Una “semplice” storia triste
di MATTEO VECCHI ♦
Qualche giorno fa l’Italia è stata scossa da una storia allucinante di Catfishing. Per usare una definizione propria “Nel mondo dei social con catfish si indica una persona che costruisce in rete un proprio profilo fingendo di essere un’altra persona, prendendo un nome falso per burlare o truffare qualcuno o assumendo il nome di un altro utente e pubblicando come proprie le fotografie di questo, al fine di instaurare in rete rapporti amicali (a volte anche sentimentali) con una falsa identità”. Dall’avvento dei social network situazioni come queste sono all’ordine del giorno e spesso servono da base per eventuali truffe e raggiri.
La storia è “semplice”: Daniele, un ragazzo di 24 anni, conosce in rete una bellissima ragazza con la quale instaura una relazione sentimentale che si protrae per più di un anno. Sfortunatamente però la ragazza non esiste, si tratta invece di Roberto, uomo di 64 anni, che si finge una coetanea di Daniele ponendo in essere svariati artifizi per schermare la sua vera identità.

#### Dati:
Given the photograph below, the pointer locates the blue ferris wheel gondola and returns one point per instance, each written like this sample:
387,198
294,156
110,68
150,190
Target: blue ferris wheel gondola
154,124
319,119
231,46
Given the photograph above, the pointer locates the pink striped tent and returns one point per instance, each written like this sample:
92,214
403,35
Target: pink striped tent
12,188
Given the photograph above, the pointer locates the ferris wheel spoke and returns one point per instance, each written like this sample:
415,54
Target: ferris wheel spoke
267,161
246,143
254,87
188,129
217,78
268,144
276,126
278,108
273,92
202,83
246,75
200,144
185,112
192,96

#### Requisiti delle consegne:
1. Puoi citare per intero il testo sul catfishing, senza alcuna modifica?
2. Quali righe delle voci contengono la parola "striped"? Estraile tutte.

#### Soluzioni per consegna:
1.
Una “semplice” storia triste
di MATTEO VECCHI ♦
Qualche giorno fa l’Italia è stata scossa da una storia allucinante di Catfishing. Per usare una definizione propria “Nel mondo dei social con catfish si indica una persona che costruisce in rete un proprio profilo fingendo di essere un’altra persona, prendendo un nome falso per burlare o truffare qualcuno o assumendo il nome di un altro utente e pubblicando come proprie le fotografie di questo, al fine di instaurare in rete rapporti amicali (a volte anche sentimentali) con una falsa identità”. Dall’avvento dei social network situazioni come queste sono all’ordine del giorno e spesso servono da base per eventuali truffe e raggiri.
La storia è “semplice”: Daniele, un ragazzo di 24 anni, conosce in rete una bellissima ragazza con la quale instaura una relazione sentimentale che si protrae per più di un anno. Sfortunatamente però la ragazza non esiste, si tratta invece di Roberto, uomo di 64 anni, che si finge una coetanea di Daniele ponendo in essere svariati artifizi per schermare la sua vera identità.

2.
Given the photograph above, the pointer locates the pink striped tent and returns one point per instance, each written like this sample:
Target: pink striped tent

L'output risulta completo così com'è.